▶ _What to produce_
Only the text belongs in the answer: every line of the records below, transcribed exactly.

Referring expression pointing data

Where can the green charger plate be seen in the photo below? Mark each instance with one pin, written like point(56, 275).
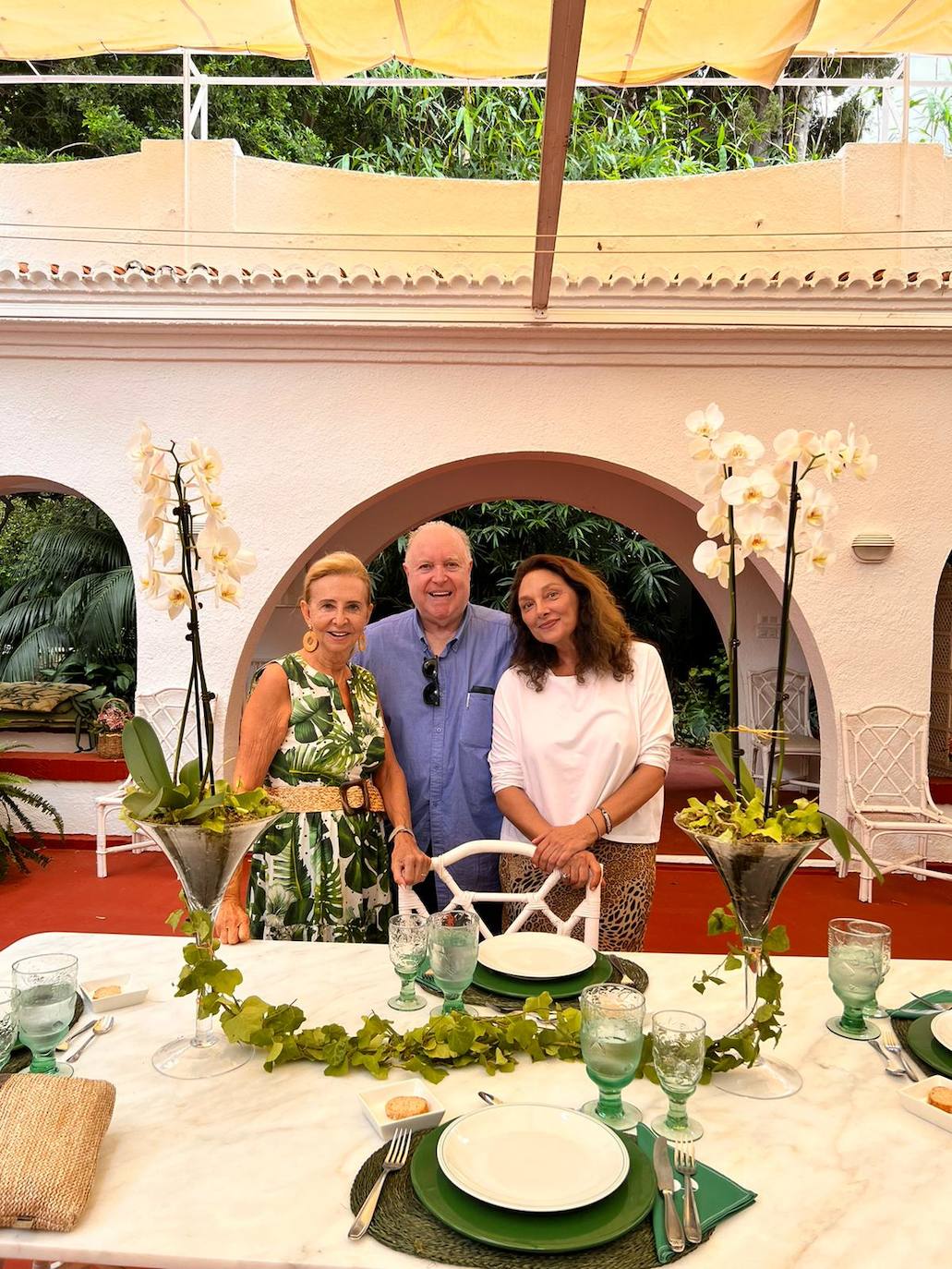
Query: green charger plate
point(534, 1231)
point(559, 989)
point(924, 1045)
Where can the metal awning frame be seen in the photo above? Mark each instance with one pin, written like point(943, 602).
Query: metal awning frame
point(559, 85)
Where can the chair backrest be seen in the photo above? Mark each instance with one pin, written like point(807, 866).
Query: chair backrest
point(762, 687)
point(885, 759)
point(163, 709)
point(535, 901)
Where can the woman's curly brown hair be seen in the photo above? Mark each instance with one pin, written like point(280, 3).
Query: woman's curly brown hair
point(602, 636)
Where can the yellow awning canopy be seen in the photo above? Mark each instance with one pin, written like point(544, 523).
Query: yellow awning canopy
point(623, 41)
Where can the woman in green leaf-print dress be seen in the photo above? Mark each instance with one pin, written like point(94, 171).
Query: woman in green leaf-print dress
point(314, 719)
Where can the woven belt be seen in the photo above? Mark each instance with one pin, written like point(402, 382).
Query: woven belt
point(348, 797)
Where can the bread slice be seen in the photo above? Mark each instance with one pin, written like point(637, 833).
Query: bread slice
point(941, 1099)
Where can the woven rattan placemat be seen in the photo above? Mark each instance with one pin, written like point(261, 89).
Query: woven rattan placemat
point(622, 970)
point(20, 1056)
point(404, 1224)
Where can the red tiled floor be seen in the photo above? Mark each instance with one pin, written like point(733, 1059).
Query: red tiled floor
point(141, 891)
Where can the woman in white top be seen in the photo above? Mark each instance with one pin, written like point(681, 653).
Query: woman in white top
point(582, 735)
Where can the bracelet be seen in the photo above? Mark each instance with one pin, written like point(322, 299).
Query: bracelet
point(588, 816)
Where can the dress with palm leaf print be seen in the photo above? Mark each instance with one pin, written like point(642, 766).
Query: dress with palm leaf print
point(324, 877)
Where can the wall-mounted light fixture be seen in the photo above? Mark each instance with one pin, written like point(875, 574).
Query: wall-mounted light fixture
point(874, 547)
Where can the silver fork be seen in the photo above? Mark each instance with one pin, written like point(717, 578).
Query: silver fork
point(395, 1159)
point(890, 1042)
point(686, 1164)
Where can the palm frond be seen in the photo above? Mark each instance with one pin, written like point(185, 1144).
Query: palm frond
point(109, 620)
point(17, 622)
point(42, 647)
point(73, 551)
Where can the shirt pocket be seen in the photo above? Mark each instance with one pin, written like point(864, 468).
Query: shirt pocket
point(476, 730)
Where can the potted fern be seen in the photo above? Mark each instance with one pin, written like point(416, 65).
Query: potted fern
point(200, 823)
point(16, 803)
point(773, 505)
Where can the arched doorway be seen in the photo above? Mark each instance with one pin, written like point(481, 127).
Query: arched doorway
point(661, 513)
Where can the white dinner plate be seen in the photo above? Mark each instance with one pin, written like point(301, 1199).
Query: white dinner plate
point(942, 1030)
point(532, 1157)
point(536, 956)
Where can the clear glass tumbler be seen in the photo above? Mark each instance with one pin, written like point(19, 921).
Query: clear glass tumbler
point(612, 1037)
point(7, 1023)
point(678, 1047)
point(453, 944)
point(44, 997)
point(856, 971)
point(874, 1009)
point(406, 936)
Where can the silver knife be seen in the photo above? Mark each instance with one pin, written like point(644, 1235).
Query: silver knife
point(664, 1174)
point(65, 1044)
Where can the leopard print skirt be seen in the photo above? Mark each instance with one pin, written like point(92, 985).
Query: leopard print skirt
point(627, 889)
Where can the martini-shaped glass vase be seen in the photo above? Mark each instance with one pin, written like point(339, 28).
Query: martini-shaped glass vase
point(205, 864)
point(754, 875)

▶ _Response for this exercise_
Where can the green charger plate be seen in the photo below? Mark each instance with one pin, written like point(56, 275).
Query: green charger plate
point(534, 1231)
point(559, 989)
point(924, 1045)
Where can the metal awning frame be seen in the photo above? Mark each instance with one pin, written like point(943, 602).
Query: metal awning frame
point(559, 85)
Where can the chair backrest be seen in the photo above? Mark each instance with one pin, written like point(807, 866).
Query: chair backrest
point(762, 687)
point(885, 759)
point(163, 709)
point(535, 901)
Where can the woman's curly brown hair be seen in the photo above? Mark each instance with one pin, written like point(280, 3).
Query: woman's curly brown hair
point(602, 636)
Where can the yellow awning canopy be seen in the photo above? Mark each instance with one pin, written like point(544, 523).
Query: yellow awning canopy
point(623, 41)
Where can the woman in green leaf-print dress be seen in the photo above? Mark each instance with one pin, written like point(94, 171).
Query: woman in green leaf-print dress
point(314, 719)
Where can the woven belt be seen in the photo above? Mark each instance with one pin, written like point(402, 382).
Query: woven belt
point(348, 797)
Where can the bread slice be seen in the photo above? Mark each instance with one pin, written like point(637, 833).
Query: bread slice
point(941, 1099)
Where can the woven rattan placemat be seen in the photo above? Mark each instance with one pin, written like point(261, 89).
Query: woven rattan placemat
point(622, 970)
point(20, 1056)
point(404, 1224)
Where can the red tiled floor be seen in the photo above? Mark each instance with one pin, written like point(733, 1059).
Query: red tiled floor
point(141, 891)
Where can the woman in white top be seen in the photo above? Mark each instance with one pin, written like point(681, 653).
Query: woman in white top
point(582, 735)
Where can the bracelet be seen in the photo above? Mark each instance with one pin, written like point(322, 299).
Query: bracelet
point(588, 816)
Where can the dress with palm leaf print be seen in the photo above? Mark each instance with one pin, written like point(642, 766).
Query: dress with palm leaf print
point(324, 877)
Where can the wall-mounted light fixture be seen in the photo above? Mark each instance with one pin, written like point(875, 574).
Query: wall-mounted light fixture
point(874, 547)
Where can the silver fork be seen in the photo above? Mark each instance with one pin, written like point(717, 578).
Query: silver fork
point(395, 1159)
point(890, 1042)
point(686, 1164)
Where can the palm frond be seen in the photo above? Mark each instance with one pin, written like point(185, 1144).
Query: palm frond
point(109, 620)
point(17, 622)
point(42, 647)
point(73, 551)
Where can the shirt pocket be seen in the photo above? Mark each instance with one pin, written like point(864, 468).
Query: shirt pocket
point(476, 730)
Where can the potted fern be seen in the photo above? Mark each instance with one pin, written like point(416, 65).
Query: potted fern
point(200, 823)
point(16, 803)
point(773, 505)
Where can the arched doorway be seen in the photo above? Mark each instance with one pin, written like point(481, 127).
Query: arched doorway
point(661, 513)
Where can the white dinner plate be seen in the photo above? Mark each instance with one pin, written like point(301, 1199).
Query: white dinner plate
point(942, 1030)
point(532, 1157)
point(536, 956)
Where can the clear glass tumbler be seen in the photo above? Mark each instance with one pin, written like point(19, 921).
Query: clear glass tumbler
point(612, 1037)
point(7, 1023)
point(678, 1047)
point(453, 944)
point(44, 997)
point(856, 971)
point(874, 1009)
point(406, 936)
Where can the silver knife be seen in the photo above? Mark each instance with one pin, written like point(644, 1235).
Query: silver knife
point(664, 1174)
point(65, 1044)
Where can the leopard print skirt be seen in the photo above? Mark each instance with one pin, written like point(92, 985).
Query: leopard print skirt
point(627, 889)
Where can the martini-shaped glass vase be seen in the photo above? Mark each instance with one pin, written like point(339, 28).
Query: martini-shaped glass vase
point(205, 864)
point(754, 875)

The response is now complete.